Your task is to repeat the data exactly, every line of it.

■ ■ ■ ■ ■ ■ ■

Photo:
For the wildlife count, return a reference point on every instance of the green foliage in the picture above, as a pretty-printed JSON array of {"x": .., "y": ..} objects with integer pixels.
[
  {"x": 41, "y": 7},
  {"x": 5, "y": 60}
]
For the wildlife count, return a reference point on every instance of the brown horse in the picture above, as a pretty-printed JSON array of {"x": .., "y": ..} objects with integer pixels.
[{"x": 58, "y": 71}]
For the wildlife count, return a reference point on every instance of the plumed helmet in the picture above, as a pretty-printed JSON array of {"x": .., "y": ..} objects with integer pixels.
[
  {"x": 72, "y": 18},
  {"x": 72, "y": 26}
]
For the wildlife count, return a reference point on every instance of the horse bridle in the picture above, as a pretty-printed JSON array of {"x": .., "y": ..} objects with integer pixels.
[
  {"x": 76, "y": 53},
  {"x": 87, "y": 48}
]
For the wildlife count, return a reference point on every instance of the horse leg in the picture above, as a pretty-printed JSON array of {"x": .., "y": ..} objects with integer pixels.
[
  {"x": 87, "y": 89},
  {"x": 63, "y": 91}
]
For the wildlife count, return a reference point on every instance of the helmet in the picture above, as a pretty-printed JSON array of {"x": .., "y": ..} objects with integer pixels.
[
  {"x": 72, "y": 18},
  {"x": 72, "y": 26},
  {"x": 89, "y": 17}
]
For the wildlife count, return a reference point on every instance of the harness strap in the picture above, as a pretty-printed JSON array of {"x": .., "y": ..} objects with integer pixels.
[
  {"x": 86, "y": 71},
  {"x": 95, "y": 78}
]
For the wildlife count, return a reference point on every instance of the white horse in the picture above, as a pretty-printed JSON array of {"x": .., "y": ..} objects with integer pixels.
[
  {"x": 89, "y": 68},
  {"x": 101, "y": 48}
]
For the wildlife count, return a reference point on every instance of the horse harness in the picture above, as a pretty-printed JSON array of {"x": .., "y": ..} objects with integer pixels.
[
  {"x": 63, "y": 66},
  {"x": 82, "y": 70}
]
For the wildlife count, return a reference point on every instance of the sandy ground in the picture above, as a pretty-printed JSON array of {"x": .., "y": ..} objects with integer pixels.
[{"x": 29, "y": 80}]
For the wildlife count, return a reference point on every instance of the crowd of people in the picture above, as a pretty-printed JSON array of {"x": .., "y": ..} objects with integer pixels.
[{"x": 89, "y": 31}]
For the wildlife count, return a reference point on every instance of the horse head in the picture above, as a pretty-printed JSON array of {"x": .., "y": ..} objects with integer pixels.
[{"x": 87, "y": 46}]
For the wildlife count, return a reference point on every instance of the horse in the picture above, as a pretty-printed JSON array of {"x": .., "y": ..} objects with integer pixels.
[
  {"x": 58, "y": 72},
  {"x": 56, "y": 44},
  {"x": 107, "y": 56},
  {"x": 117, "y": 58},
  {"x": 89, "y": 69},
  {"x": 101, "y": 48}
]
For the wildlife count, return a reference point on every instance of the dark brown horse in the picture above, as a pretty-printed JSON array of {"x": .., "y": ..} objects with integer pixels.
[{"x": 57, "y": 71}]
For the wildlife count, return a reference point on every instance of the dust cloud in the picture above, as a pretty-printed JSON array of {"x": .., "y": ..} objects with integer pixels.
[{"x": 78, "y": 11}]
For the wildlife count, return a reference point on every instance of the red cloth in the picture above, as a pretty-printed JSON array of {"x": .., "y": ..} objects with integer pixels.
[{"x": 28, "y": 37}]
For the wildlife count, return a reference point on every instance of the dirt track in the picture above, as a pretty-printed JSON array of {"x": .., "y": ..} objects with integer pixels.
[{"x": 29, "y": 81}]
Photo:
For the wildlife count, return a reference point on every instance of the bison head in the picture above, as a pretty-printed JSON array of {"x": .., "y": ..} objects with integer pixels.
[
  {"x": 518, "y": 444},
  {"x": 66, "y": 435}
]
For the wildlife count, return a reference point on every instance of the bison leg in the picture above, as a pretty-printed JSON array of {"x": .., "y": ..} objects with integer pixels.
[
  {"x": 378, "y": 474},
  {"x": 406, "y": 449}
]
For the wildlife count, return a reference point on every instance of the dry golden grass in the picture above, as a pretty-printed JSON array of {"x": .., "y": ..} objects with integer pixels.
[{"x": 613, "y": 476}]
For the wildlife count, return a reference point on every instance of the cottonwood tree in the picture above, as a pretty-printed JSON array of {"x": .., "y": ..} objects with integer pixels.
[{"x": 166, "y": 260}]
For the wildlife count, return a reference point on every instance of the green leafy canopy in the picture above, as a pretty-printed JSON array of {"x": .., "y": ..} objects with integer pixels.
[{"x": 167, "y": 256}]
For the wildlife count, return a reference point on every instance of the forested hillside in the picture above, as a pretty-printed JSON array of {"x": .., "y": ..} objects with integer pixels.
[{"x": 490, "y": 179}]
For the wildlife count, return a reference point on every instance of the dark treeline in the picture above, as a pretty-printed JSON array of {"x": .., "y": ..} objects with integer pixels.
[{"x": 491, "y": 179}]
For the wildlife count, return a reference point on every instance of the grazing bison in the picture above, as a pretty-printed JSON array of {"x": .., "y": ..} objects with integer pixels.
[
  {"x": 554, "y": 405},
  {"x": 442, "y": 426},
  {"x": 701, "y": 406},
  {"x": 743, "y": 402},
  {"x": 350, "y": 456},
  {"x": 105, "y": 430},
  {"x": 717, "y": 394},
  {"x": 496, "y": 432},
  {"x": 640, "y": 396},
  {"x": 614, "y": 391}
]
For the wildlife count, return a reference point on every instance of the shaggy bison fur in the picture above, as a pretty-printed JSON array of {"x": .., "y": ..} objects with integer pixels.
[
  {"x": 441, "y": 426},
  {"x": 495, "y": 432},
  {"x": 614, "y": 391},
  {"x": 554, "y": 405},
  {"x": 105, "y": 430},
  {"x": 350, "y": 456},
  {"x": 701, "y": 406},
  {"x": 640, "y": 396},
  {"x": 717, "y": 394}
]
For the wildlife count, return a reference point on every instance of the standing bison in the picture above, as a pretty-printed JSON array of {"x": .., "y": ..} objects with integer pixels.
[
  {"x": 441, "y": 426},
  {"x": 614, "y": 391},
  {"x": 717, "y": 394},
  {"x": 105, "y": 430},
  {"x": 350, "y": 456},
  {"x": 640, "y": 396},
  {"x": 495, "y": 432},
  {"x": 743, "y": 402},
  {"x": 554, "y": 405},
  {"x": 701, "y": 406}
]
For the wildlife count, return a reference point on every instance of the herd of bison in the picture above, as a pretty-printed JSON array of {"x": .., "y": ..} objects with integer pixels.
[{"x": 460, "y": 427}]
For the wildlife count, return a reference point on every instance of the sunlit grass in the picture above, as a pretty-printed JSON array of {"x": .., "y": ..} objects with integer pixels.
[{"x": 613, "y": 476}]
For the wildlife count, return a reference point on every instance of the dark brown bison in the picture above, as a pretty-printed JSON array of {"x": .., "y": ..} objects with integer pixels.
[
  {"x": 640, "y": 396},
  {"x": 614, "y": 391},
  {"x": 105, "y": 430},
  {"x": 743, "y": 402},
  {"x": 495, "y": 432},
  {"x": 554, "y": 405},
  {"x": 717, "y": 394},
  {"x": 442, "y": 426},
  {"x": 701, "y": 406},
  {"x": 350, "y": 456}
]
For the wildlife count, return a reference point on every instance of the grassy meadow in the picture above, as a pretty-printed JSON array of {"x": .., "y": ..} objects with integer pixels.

■ ■ ■ ■ ■ ■ ■

Answer:
Photo:
For the wildlife count, return a reference point on every instance of the green foliage in the picture above, as a pretty-printed JSON array of {"x": .., "y": ..} objects with integer pixels.
[
  {"x": 41, "y": 7},
  {"x": 5, "y": 60}
]
For the wildlife count, return a reference point on every instance of the brown horse in the picture above, as a pretty-printed JSON array of {"x": .., "y": ..} objects with integer pixels.
[{"x": 58, "y": 71}]
For the wildlife count, return a reference point on every instance of the plumed helmet in the picture above, as a pretty-printed JSON array of {"x": .., "y": ..} objects with integer pixels.
[
  {"x": 72, "y": 18},
  {"x": 72, "y": 26}
]
For the wildlife count, return a reference point on every instance of the horse bridle in the picture above, as a pretty-printed JSON array of {"x": .., "y": ..} objects with integer pixels.
[
  {"x": 76, "y": 53},
  {"x": 87, "y": 48}
]
For the wildlife count, return a reference point on every instance of the horse leg in the picture above, as a pretty-printed JSON array of {"x": .., "y": ..} objects with integer pixels.
[
  {"x": 87, "y": 89},
  {"x": 63, "y": 91}
]
For the wildlife count, return a reference point on every instance of the helmet in the picture above, as a pretty-printed JSON array of {"x": .., "y": ..} objects with integer pixels.
[
  {"x": 72, "y": 18},
  {"x": 72, "y": 26},
  {"x": 89, "y": 17}
]
For the wildlife count, return a reference point on every instance of the harness strap in the picture above, as a pretty-printed JSON array of {"x": .., "y": ..} objects with integer pixels.
[
  {"x": 86, "y": 71},
  {"x": 95, "y": 78}
]
For the wildlife count, return a reference point on every instance of the white horse in the picture above, as a pretty-printed JSON array of {"x": .., "y": ..} objects with integer pixels.
[
  {"x": 89, "y": 68},
  {"x": 101, "y": 48}
]
For the wildlife count, return a reference point on every instance of the horse harness in the picture above, as a pretty-printed JSON array of {"x": .., "y": ..} objects with integer pixels.
[
  {"x": 63, "y": 66},
  {"x": 82, "y": 70}
]
For the wildlife count, return a reference point on every instance of the sandy ground in the picture above, as a pretty-printed JSON array of {"x": .., "y": ..} objects with integer pixels.
[{"x": 29, "y": 80}]
For the wildlife count, return a reference point on every instance of the crowd of people in the picture above, as a pretty-printed JSON array of {"x": .., "y": ..} objects with integer pixels.
[{"x": 89, "y": 31}]
For the wildlife count, return a reference point on every instance of the horse head in the picture above, as a pretty-printed JSON array of {"x": .., "y": ..} objects with integer pixels.
[{"x": 87, "y": 46}]
For the wildlife count, return a reference point on every instance of the horse in the picture above, as a pretty-printed JSON array of {"x": .., "y": ..} objects with integer pixels.
[
  {"x": 58, "y": 72},
  {"x": 56, "y": 44},
  {"x": 107, "y": 56},
  {"x": 117, "y": 58},
  {"x": 89, "y": 69},
  {"x": 101, "y": 48}
]
For the wildlife count, return a reference point on every instance of the dark brown horse in the picture above, as a pretty-printed JSON array of {"x": .., "y": ..} objects with integer pixels.
[{"x": 57, "y": 71}]
For the wildlife count, return a reference point on every instance of the dust cloud in the picture above, as a pretty-printed JSON array of {"x": .., "y": ..} objects with integer pixels.
[{"x": 78, "y": 11}]
For the wildlife count, return a reference point on every instance of the red cloth in the picture above, as a pretty-printed JSON array of {"x": .., "y": ..} objects with integer pixels.
[{"x": 28, "y": 37}]
For the wildlife count, return a reference point on every instance of the dirt track in the picture above, as a pretty-printed JSON array of {"x": .., "y": ..} objects with integer pixels.
[{"x": 29, "y": 81}]
Photo:
For the wildlife count, return a reference point on every instance of the bison head in the picture above, as a pretty-printed JSON array of {"x": .., "y": ..} objects with integer pixels.
[
  {"x": 518, "y": 444},
  {"x": 66, "y": 435}
]
For the wildlife count, return a reference point on every instance of the bison leg in the picture above, as a pretty-printed JSON array of {"x": .., "y": ..} objects with integer pixels.
[
  {"x": 378, "y": 474},
  {"x": 406, "y": 449}
]
For the wildlife count, return a reference point on every instance of the dry golden grass in the picture above, as a pretty-printed JSON array of {"x": .., "y": ..} objects with integer pixels.
[{"x": 613, "y": 476}]
For the wildlife count, return a reference point on every instance of the cottonwood tree in the picture above, as a pretty-printed JSON array of {"x": .., "y": ..} objects with integer pixels.
[{"x": 166, "y": 260}]
For the wildlife count, return a reference point on every instance of the green leafy canopy in the picture above, as a pretty-printed JSON array of {"x": .., "y": ..} objects with integer pixels.
[{"x": 167, "y": 256}]
For the wildlife count, return a reference point on every instance of the forested hillside in the picture above, as a pretty-printed JSON array of {"x": .., "y": ..} objects with integer pixels.
[{"x": 490, "y": 179}]
For the wildlife count, return a reference point on every instance of the dark treeline in the picture above, as a pretty-printed JSON array of {"x": .., "y": ..} objects with integer pixels.
[{"x": 491, "y": 179}]
For the wildlife count, return a reference point on every instance of the grazing bison in the picture above, as a pretty-printed JSON array of {"x": .., "y": ..} objects with integer pixels.
[
  {"x": 554, "y": 405},
  {"x": 442, "y": 426},
  {"x": 701, "y": 406},
  {"x": 743, "y": 402},
  {"x": 350, "y": 456},
  {"x": 105, "y": 430},
  {"x": 717, "y": 394},
  {"x": 496, "y": 432},
  {"x": 640, "y": 396},
  {"x": 614, "y": 391}
]
For the wildlife count, return a reference point on every instance of the shaggy bison fur in the picture above, as a pretty-printed JSON array of {"x": .., "y": ..} objects with integer pixels.
[
  {"x": 441, "y": 426},
  {"x": 495, "y": 432},
  {"x": 614, "y": 391},
  {"x": 554, "y": 405},
  {"x": 105, "y": 430},
  {"x": 350, "y": 456},
  {"x": 701, "y": 406},
  {"x": 640, "y": 396},
  {"x": 717, "y": 394}
]
For the wildlife count, return a reference point on every instance of the standing bison in the picture above, as a pretty-printed JSON array of {"x": .., "y": ..} objects with integer pixels.
[
  {"x": 441, "y": 426},
  {"x": 614, "y": 391},
  {"x": 717, "y": 394},
  {"x": 105, "y": 430},
  {"x": 350, "y": 456},
  {"x": 640, "y": 396},
  {"x": 495, "y": 432},
  {"x": 743, "y": 402},
  {"x": 554, "y": 405},
  {"x": 701, "y": 406}
]
For the wildlife count, return a reference point on every instance of the herd of bison in the picture above, as a pretty-printed JSON array of {"x": .., "y": ..} objects with integer pixels.
[{"x": 460, "y": 427}]
For the wildlife count, return a reference point on every instance of the sunlit grass in the picture above, as a pretty-printed JSON array of {"x": .., "y": ..} objects with integer pixels.
[{"x": 613, "y": 476}]
For the wildlife count, return a reference point on every instance of the dark brown bison in the picture above, as a pretty-printed JSON array of {"x": .., "y": ..} objects with integer pixels.
[
  {"x": 640, "y": 396},
  {"x": 614, "y": 391},
  {"x": 105, "y": 430},
  {"x": 743, "y": 402},
  {"x": 495, "y": 432},
  {"x": 554, "y": 405},
  {"x": 717, "y": 394},
  {"x": 442, "y": 426},
  {"x": 701, "y": 406},
  {"x": 350, "y": 456}
]
For the wildlife count, return a reference point on every instance of the grassy meadow in the picture above, as a pretty-printed JSON array of {"x": .., "y": ..} objects with integer pixels.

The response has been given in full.